• [Document section]:
So, your broker wants to target strategic buyers.
Are you planning to sell your business and want to make sure you are prepared for what a broker may request?
Selling your company can be uncharted territory, especially if it is your first time selling a business.
You may fear getting a bad valuation or it taking too long and slowing down the process.
If you are trying to sell your business quickly, the best way to reduce the amount of time it takes is to come prepared.
In our 20+ years of working with business owners, we have noticed one of the common roadblocks in listing a business is not getting the valuation materials promptly.
To help you prepare for a valuation, we have compiled a list of the documents you will need to provide your broker. Having them on hand at the start can speed up the process and ensure you get an accurate price.
What Documents Do You Need to Provide Your Broker for a Valuation?
When you have a merger and acquisition (M&A) advisor do a business valuation for you, they will generally request the following documents:
1. Complete business tax returns from the past 3 years
2. Business profit and loss statements from the past 3 years
3. Company balance sheets from the past 3 years
4. A year-to-date income statement with a comparison to last year
5. A balance sheet as of the most recent month-end
6. An estimate of your company’s current inventory at cost
1. Complete Business Tax Returns (From The Past 3 Years)
In some cases, business owners will mistakenly send only the first page of their business tax returns. This will not provide your broker with an in-depth picture of your financials.

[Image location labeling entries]
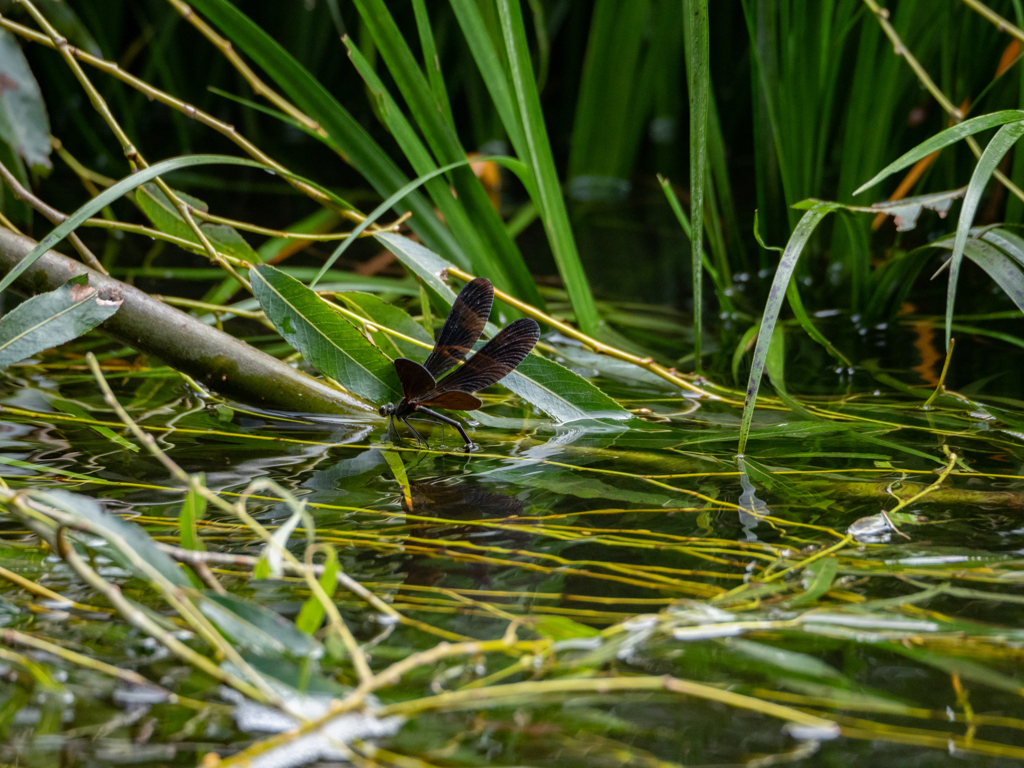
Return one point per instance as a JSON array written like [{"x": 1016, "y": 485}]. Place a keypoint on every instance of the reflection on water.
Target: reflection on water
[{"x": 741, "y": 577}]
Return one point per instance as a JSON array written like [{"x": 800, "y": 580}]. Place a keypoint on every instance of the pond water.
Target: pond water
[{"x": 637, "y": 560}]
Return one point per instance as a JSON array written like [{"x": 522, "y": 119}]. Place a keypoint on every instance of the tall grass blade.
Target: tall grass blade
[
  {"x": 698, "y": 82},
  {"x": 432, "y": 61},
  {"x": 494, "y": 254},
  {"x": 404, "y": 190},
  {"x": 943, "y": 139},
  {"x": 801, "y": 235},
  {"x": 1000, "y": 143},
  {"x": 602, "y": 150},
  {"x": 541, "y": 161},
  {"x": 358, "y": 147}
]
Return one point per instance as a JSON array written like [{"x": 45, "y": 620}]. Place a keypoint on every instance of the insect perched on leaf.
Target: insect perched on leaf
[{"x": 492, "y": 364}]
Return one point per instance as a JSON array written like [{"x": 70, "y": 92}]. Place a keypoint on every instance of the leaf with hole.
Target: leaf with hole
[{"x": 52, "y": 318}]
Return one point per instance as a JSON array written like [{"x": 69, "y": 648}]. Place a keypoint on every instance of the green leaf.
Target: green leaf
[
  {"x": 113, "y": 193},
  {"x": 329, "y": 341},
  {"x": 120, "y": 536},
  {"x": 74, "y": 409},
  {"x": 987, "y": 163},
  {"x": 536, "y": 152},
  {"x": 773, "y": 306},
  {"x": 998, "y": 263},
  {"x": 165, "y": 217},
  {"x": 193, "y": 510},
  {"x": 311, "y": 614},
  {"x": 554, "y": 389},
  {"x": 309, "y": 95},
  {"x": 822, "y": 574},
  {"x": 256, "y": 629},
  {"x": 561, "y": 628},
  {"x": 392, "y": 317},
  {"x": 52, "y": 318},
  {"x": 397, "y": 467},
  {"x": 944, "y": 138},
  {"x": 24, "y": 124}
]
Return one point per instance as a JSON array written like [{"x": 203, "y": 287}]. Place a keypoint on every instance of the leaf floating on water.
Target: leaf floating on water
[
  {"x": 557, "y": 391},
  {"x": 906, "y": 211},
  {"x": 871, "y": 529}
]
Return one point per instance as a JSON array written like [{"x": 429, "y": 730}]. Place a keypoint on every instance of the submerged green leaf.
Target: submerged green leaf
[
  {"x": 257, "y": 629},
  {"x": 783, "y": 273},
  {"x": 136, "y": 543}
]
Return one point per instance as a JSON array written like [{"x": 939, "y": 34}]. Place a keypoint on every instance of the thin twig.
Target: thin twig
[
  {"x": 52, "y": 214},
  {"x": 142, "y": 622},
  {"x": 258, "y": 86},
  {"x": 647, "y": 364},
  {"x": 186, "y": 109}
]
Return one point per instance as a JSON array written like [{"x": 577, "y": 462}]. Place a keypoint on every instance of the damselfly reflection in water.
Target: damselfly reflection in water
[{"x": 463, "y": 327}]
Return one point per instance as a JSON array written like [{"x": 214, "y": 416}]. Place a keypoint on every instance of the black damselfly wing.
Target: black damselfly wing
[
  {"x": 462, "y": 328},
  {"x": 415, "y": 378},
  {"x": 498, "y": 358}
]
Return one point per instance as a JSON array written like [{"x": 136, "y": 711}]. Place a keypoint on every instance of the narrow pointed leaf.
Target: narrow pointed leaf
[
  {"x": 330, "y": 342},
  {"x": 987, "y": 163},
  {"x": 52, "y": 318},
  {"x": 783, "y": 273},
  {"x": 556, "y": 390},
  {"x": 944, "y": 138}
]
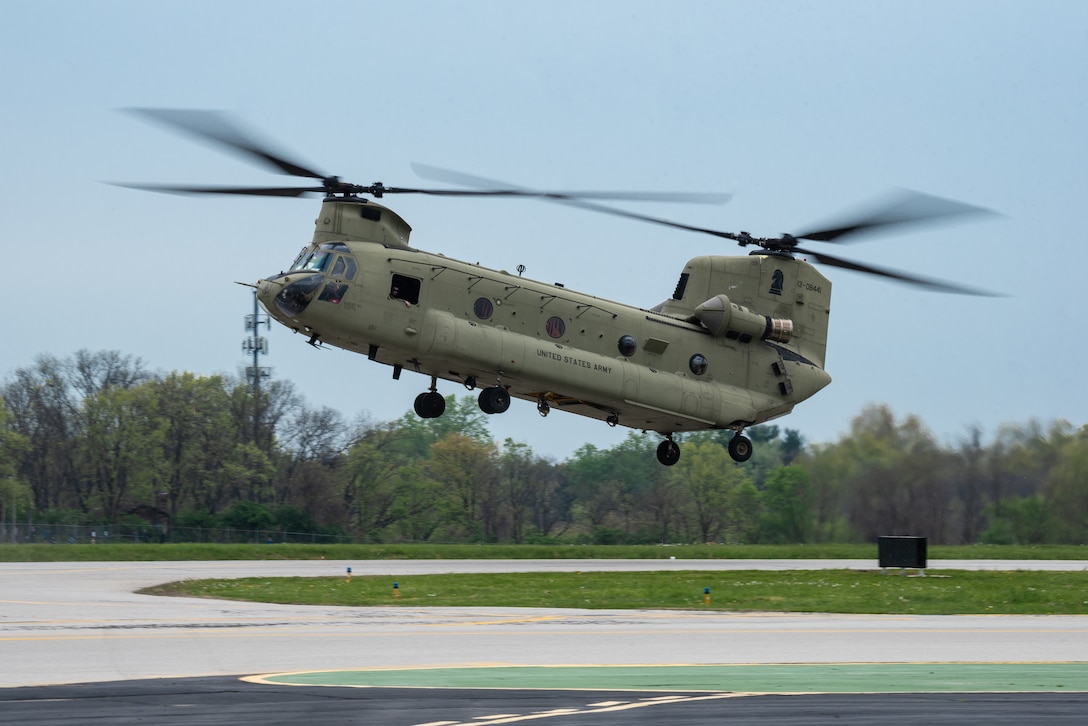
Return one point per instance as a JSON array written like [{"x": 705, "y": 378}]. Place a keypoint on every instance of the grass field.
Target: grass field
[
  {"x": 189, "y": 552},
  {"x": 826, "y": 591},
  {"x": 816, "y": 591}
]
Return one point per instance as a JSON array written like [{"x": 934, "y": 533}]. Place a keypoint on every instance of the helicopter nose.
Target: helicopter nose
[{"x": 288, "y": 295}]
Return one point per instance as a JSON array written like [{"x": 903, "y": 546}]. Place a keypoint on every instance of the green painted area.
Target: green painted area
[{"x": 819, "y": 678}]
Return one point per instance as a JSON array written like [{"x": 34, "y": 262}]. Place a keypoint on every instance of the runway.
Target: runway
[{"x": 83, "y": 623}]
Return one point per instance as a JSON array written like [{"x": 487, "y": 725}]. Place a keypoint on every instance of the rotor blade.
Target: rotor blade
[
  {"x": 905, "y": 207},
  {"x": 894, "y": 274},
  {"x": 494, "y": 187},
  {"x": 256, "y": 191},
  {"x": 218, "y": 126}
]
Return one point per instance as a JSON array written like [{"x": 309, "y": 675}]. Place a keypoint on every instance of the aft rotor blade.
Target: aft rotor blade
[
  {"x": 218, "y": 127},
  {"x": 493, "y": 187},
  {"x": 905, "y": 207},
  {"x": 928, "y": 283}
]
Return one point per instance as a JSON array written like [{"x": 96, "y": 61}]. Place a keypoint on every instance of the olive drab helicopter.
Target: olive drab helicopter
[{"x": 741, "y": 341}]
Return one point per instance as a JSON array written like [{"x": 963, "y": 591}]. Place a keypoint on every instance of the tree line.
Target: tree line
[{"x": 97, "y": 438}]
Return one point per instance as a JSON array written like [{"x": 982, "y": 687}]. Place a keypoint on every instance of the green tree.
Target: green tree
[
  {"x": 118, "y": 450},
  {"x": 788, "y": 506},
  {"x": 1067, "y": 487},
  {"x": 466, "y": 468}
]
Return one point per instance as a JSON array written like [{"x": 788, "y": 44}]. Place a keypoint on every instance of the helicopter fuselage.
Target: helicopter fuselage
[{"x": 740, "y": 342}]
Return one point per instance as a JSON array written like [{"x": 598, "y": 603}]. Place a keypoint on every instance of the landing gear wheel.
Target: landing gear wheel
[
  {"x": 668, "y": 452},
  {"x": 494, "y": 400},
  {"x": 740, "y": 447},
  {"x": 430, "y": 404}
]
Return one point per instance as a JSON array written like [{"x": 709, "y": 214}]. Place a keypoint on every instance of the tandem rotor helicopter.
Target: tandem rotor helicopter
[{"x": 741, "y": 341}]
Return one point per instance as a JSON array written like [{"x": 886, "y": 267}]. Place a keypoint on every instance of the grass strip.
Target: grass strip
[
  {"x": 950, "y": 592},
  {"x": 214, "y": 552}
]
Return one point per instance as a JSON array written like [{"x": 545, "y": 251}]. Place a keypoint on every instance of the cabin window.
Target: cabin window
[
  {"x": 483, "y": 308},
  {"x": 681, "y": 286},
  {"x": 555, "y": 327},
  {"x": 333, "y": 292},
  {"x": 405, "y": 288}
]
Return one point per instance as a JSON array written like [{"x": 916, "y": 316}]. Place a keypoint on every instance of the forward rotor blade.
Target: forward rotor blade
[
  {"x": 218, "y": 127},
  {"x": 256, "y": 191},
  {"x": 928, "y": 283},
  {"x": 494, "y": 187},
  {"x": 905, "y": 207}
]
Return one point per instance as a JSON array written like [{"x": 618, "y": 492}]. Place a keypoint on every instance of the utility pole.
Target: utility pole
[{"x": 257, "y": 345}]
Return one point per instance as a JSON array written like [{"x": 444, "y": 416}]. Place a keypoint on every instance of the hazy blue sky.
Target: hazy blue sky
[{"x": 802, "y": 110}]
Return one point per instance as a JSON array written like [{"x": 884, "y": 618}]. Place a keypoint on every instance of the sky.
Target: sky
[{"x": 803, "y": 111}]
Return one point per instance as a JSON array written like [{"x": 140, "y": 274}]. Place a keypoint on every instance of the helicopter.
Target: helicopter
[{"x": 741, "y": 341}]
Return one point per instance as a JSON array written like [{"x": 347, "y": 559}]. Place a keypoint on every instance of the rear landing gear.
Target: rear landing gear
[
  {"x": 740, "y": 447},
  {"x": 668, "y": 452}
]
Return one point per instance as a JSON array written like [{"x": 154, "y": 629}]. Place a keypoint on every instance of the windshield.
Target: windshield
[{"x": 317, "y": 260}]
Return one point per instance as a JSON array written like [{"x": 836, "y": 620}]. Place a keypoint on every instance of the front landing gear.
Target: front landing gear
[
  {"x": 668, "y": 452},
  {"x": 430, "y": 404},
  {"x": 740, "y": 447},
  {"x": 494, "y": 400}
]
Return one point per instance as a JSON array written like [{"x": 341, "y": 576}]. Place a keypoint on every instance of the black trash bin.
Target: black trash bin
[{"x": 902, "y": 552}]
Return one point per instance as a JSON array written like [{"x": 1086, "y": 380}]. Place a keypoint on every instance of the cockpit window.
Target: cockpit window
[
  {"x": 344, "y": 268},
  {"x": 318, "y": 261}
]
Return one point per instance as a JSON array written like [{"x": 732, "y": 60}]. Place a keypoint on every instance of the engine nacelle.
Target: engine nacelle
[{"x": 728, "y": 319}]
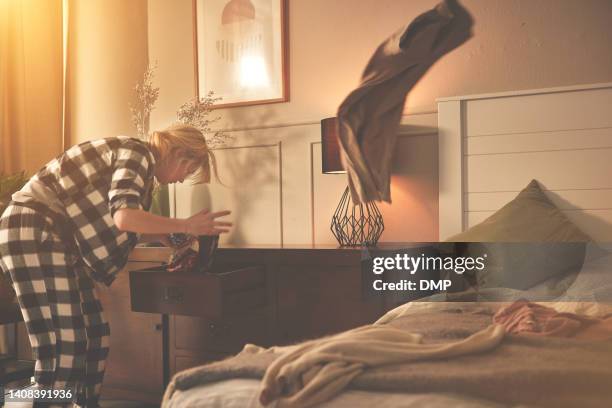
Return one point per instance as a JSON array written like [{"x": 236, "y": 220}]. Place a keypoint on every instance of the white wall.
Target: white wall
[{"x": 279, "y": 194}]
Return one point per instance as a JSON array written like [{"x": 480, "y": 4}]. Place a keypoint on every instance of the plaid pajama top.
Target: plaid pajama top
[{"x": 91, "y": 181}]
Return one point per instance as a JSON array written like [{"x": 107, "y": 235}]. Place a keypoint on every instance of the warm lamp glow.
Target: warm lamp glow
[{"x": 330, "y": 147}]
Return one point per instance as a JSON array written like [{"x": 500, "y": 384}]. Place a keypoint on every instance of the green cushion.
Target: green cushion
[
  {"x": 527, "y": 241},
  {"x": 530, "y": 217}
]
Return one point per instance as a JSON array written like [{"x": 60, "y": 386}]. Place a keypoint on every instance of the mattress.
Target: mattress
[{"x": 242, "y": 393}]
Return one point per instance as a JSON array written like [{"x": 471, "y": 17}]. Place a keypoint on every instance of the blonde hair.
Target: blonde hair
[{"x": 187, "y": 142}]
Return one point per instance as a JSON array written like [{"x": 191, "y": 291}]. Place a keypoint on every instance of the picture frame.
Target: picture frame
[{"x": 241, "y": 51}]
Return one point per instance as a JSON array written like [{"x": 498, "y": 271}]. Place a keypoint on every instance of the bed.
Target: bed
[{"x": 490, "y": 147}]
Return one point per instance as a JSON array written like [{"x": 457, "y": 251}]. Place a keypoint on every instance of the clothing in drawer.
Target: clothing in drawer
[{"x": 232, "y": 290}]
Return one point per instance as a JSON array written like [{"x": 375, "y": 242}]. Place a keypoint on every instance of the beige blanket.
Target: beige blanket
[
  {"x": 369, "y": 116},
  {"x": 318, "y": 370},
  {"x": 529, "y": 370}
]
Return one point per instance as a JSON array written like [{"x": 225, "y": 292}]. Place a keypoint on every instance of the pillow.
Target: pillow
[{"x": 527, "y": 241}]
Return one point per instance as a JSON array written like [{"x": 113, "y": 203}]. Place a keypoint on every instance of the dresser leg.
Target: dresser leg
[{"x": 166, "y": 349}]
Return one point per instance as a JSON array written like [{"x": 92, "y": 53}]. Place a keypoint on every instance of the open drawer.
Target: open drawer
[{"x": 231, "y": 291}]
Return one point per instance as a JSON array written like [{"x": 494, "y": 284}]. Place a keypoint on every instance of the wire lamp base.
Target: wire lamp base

• [Stated task]:
Reproduce word for word the passage of the article above on preparing documents for a business valuation. Begin at the words "In our 20+ years" and stop after "valuation materials promptly.".

• [Exercise response]:
In our 20+ years of working with business owners, we have noticed one of the common roadblocks in listing a business is not getting the valuation materials promptly.